» **Exercise requirements**
Repeat the data word for word. Do not include the pictures.

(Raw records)
== == ==

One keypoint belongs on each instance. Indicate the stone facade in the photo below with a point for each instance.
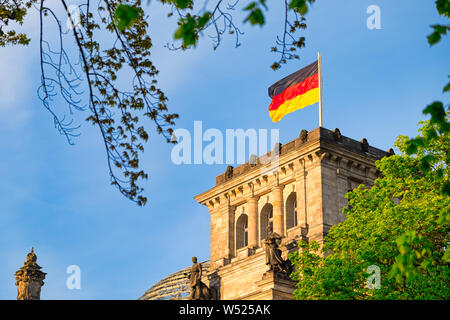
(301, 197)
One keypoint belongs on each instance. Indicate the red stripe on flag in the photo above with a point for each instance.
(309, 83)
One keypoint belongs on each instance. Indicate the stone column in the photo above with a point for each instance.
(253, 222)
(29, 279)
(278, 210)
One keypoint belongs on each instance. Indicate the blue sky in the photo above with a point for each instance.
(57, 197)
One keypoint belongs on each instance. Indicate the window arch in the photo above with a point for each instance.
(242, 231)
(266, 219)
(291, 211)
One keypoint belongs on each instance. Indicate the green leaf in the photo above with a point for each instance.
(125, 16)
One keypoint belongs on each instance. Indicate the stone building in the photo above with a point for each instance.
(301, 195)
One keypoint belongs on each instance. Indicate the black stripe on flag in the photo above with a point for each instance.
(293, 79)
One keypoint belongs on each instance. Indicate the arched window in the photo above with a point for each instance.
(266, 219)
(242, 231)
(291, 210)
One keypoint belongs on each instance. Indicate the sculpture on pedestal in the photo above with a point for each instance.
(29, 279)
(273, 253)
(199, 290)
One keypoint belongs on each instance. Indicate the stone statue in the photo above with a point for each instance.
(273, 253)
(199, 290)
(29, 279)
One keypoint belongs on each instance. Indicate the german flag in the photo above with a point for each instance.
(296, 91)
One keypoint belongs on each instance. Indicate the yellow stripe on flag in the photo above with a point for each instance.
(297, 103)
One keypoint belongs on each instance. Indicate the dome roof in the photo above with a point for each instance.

== == ==

» **Reply**
One keypoint belongs on each instance. Indicate the stone facade in the photo below with a point for each instance.
(301, 197)
One keypoint belongs on each instance. Indicate the red stripe on flag in the photo above with a point for each instance.
(309, 83)
One keypoint belongs on each instance. Indicate the stone column in the photo above with a point for each instance.
(253, 222)
(29, 279)
(278, 210)
One keypoint belongs on each instance. Indicate the blue sky in the photo above with a point for each instance.
(57, 197)
One keypoint belongs on each instance. Indicate the window arch in the photo above with a point for each instance.
(242, 231)
(266, 219)
(291, 211)
One keypoint belongs on each instance. Indicate the green leaf in the photo above with a point for each instance.
(125, 16)
One keypoint belongs on each instance. Indicate the stone building in the photo above with a point for each instance.
(301, 195)
One keypoint belongs on each instance. Indicate the black stripe on flag in the photo above with a point for each instance.
(293, 79)
One keypoint belongs on each instance. Indicate the arched window in the photo above with a point for each instance.
(266, 219)
(242, 231)
(291, 210)
One keypoint belongs on each instance. Indicate the sculpture on pedestal in the photo above with a point for each instance.
(29, 279)
(273, 253)
(199, 290)
One keypoint belongs on each instance. Indicate the stone statue in the photo above with a point for each instance.
(273, 253)
(199, 290)
(29, 279)
One keypoint belongs on each instance. Indicate the german flag in the photo above with a point for each instance.
(296, 91)
One keypoint belongs on each instance. Indicate the yellow stripe on flag in the photo above with a point for each instance.
(297, 103)
One keypoint belongs on each instance. Indicate the dome roof in the photo above with a point for each instance.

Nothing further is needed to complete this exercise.